### Exercise task 1
According to the essay on hate speech, what share of the jokes on the site fell into the "murder is funny" category?

### Text section
%%

Democracy's Paradox

Wanna hear a good Holocaust joke? Or a rib-tickler about lynching? How about starving Ethiopians? You'll bust a gut.

I spent an
eerie couple of hours recently on the wrong side of the sicko line,
checking out hate sites and hate jokes. What's the difference between a
dead dog in the road and a dead . . .

Wanna hear a good Holocaust joke? Or a rib-tickler about lynching? How about starving Ethiopians? You'll bust a gut.

I spent an
eerie couple of hours recently on the wrong side of the sicko line,
checking out hate sites and hate jokes. What's the difference between a
dead dog in the road and a dead . . .

I won't go
on, but we have to think about this. Hate crimes and hate speech are,
you could say, democracy's paradox. Let's start with a definition: An
"ordinary crime" (as though there could ever be anything ordinary
about, say, murder) morphs into a "hate crime" when it's primary or,
perhaps, entire point is to amplify speech, perfectly legal in and of
itself, that targets and dehumanizes a particular group. Indeed, a hate
crime is a perverted form of altruism in that it isn't generally
committed for personal gain, but rather, for social intimidation and
control.

I would add
that hate crimes also reflect values that are socially marginal. James
von Brunn, who had once blogged that Hitler's worst mistake was that he
didn't gas the Jews, walks into Washington, D.C.'s
Holocaust Memorial Museum with a rifle and opens fire, killing a
security guard. The judgment against him is instant and visceral: He's
a violent loner nut. Look at his eyes. He's not there. His humanity has
been replaced with an ideology of hate. And this judgment begins to
generate both fear and counter-hatred.

I confess
to those emotions, especially as I wandered through some of the sites
that would have stoked von Brunn's fires, like, oh, tightrope.cc, with
a logo that proclaims, "It's not illegal to be White . . . yet" and
flaunts an illustration of a hand holding a noose.

Click on
"n-jokes" and you'll find the humor equivalent of snuff porn or graphic
photos of dead Iraqis: a hundred or so short jokes, which I took the
trouble to categorize. The biggest bunch of them, a good 30 percent,
could be called "murder is funny" jokes, celebrating lynching, gas
ovens, starvation and he-men, a la von Brunn, shooting off their
rifles. The second largest category, about 25 percent, sucked humor out
of the gross dehumanization of the target subjects (African-Americans,
Africans, Jews, Latinos and Chinese). A small group of jokes extolled the joys of slave ownership, with the rest of them resurrecting various long-dead ethnic and racial stereotypes.

%%

### Labeled region listing
%%

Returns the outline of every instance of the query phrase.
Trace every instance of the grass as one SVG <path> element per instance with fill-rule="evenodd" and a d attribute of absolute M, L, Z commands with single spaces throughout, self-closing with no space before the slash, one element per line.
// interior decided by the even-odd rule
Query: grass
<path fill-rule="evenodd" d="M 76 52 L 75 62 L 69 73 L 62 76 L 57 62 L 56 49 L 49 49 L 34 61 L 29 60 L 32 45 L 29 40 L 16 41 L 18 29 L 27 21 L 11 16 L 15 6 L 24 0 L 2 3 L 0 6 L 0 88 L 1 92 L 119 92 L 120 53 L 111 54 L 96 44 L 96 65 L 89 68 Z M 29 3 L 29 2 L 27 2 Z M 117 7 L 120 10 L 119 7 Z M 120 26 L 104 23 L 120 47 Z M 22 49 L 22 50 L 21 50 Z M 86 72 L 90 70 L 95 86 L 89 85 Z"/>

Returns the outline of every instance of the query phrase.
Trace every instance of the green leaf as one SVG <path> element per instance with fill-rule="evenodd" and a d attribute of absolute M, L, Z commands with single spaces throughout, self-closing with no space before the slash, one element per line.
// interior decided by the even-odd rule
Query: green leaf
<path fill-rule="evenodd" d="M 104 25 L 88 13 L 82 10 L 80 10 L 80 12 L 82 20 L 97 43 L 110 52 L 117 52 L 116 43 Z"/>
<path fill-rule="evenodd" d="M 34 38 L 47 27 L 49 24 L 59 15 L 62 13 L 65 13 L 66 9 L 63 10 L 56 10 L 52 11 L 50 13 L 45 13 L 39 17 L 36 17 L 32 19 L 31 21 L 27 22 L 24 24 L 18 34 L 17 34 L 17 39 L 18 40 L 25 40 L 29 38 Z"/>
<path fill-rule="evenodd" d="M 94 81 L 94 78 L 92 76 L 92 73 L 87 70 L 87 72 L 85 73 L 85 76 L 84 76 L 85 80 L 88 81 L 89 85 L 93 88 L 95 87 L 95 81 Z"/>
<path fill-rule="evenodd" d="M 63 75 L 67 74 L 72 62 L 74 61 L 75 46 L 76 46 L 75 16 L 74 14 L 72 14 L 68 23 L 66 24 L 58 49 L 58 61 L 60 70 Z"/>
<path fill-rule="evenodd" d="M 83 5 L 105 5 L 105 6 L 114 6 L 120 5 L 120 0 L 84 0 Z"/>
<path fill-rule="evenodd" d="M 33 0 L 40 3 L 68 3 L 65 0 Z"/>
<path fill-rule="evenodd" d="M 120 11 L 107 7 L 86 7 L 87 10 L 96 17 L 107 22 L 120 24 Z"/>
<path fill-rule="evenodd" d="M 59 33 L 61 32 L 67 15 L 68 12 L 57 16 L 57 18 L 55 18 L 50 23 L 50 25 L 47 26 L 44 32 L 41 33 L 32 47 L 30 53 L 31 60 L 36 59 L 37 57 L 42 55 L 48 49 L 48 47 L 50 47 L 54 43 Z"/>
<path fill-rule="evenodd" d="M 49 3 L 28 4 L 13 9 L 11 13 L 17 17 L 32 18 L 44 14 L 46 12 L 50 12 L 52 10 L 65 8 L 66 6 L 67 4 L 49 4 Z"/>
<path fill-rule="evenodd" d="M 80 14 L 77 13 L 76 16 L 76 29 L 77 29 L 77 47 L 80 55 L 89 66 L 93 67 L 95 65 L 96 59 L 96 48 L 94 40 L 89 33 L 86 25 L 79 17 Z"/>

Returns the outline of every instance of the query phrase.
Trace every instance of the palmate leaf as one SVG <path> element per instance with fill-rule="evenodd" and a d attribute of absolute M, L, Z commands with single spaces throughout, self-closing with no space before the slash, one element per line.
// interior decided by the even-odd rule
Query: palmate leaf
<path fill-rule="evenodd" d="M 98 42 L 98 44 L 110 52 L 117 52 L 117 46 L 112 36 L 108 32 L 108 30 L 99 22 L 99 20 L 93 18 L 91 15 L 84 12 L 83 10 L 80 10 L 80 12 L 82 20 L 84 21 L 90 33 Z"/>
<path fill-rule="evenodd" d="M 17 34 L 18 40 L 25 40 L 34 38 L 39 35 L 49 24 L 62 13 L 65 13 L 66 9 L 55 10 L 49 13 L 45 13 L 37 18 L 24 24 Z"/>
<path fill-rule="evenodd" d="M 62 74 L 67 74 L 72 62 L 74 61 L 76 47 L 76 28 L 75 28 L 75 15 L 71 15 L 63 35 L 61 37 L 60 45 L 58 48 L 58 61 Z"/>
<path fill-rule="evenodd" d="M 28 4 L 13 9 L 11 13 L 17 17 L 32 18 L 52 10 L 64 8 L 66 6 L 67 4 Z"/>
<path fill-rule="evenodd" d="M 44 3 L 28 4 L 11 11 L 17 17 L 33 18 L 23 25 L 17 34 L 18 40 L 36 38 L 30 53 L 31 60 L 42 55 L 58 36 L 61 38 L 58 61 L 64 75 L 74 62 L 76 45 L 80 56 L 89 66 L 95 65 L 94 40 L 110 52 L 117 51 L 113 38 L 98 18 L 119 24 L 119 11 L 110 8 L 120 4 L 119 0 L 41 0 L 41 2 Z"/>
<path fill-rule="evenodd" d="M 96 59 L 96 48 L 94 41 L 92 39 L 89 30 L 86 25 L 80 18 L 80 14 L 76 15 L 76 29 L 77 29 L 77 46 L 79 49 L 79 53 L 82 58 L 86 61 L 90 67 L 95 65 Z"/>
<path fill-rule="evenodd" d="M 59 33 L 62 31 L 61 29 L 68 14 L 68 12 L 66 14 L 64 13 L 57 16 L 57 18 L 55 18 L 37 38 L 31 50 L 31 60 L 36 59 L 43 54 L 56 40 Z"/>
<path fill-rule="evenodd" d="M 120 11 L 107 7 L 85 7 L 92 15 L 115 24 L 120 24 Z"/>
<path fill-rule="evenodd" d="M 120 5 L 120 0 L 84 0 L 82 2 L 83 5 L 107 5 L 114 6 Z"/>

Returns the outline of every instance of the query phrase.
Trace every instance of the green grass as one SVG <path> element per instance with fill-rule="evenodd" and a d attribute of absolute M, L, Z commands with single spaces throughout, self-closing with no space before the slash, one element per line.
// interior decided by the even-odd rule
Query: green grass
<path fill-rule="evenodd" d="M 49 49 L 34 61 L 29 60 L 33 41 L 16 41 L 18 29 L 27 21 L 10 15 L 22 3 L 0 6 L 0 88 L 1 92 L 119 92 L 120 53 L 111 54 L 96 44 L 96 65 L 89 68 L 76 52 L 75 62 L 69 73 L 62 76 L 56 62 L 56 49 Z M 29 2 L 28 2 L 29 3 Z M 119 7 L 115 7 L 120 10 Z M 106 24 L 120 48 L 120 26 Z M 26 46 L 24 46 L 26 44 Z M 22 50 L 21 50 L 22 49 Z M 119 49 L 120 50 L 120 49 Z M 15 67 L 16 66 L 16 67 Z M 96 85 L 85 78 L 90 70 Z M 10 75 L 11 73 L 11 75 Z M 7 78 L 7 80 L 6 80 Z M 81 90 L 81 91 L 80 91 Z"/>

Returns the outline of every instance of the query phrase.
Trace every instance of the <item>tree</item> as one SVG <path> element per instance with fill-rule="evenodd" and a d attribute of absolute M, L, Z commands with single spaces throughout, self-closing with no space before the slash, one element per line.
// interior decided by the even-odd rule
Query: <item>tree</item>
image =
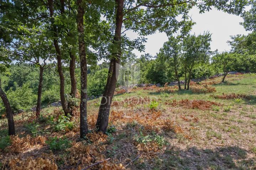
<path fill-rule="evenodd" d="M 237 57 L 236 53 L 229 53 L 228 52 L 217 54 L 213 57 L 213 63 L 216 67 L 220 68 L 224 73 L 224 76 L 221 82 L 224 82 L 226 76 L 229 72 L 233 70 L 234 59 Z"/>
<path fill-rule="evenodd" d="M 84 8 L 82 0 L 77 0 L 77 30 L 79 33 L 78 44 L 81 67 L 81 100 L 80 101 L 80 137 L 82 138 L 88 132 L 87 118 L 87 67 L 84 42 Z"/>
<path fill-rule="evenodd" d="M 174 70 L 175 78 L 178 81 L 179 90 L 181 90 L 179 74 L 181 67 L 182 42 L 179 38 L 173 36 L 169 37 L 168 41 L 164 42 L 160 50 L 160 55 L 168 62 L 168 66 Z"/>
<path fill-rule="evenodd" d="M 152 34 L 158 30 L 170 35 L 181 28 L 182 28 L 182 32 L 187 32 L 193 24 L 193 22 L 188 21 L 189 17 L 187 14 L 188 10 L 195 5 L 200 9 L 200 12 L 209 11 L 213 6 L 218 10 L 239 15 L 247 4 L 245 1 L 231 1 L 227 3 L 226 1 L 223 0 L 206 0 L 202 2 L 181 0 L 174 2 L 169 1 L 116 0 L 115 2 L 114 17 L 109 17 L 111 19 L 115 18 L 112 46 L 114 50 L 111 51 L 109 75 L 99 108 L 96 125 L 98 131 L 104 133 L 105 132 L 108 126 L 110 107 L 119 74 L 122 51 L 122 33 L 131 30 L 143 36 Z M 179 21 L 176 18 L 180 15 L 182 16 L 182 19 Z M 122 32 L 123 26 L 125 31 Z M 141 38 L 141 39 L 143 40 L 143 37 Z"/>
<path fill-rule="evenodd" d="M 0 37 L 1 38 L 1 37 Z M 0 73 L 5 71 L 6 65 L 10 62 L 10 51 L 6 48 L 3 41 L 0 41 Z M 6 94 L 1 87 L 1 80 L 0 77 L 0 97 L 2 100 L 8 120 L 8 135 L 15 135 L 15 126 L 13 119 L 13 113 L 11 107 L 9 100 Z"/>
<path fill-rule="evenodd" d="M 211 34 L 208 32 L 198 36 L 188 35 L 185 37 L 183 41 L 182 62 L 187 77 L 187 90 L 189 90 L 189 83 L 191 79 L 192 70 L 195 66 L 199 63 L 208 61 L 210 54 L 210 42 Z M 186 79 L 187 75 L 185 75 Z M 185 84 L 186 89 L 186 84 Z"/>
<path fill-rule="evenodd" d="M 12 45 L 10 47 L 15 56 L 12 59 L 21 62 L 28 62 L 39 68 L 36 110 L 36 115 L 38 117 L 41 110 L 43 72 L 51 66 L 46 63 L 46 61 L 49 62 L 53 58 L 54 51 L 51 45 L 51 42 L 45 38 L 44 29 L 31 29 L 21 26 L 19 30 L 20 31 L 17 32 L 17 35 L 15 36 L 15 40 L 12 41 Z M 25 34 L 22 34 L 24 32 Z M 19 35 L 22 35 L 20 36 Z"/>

%%

### Exercise task 2
Find every line of the listing that contains the string "tree", and copy each such line.

### Correct answer 1
About 30 percent.

### Correct answer 2
Trace every instance of the <item>tree</item> as one SVG <path> element per instance with fill-rule="evenodd" and a d attribute of absolute M, L, Z commands with single spaces throughout, self-closing with no space before the slash, one element per line.
Query: <item>tree</item>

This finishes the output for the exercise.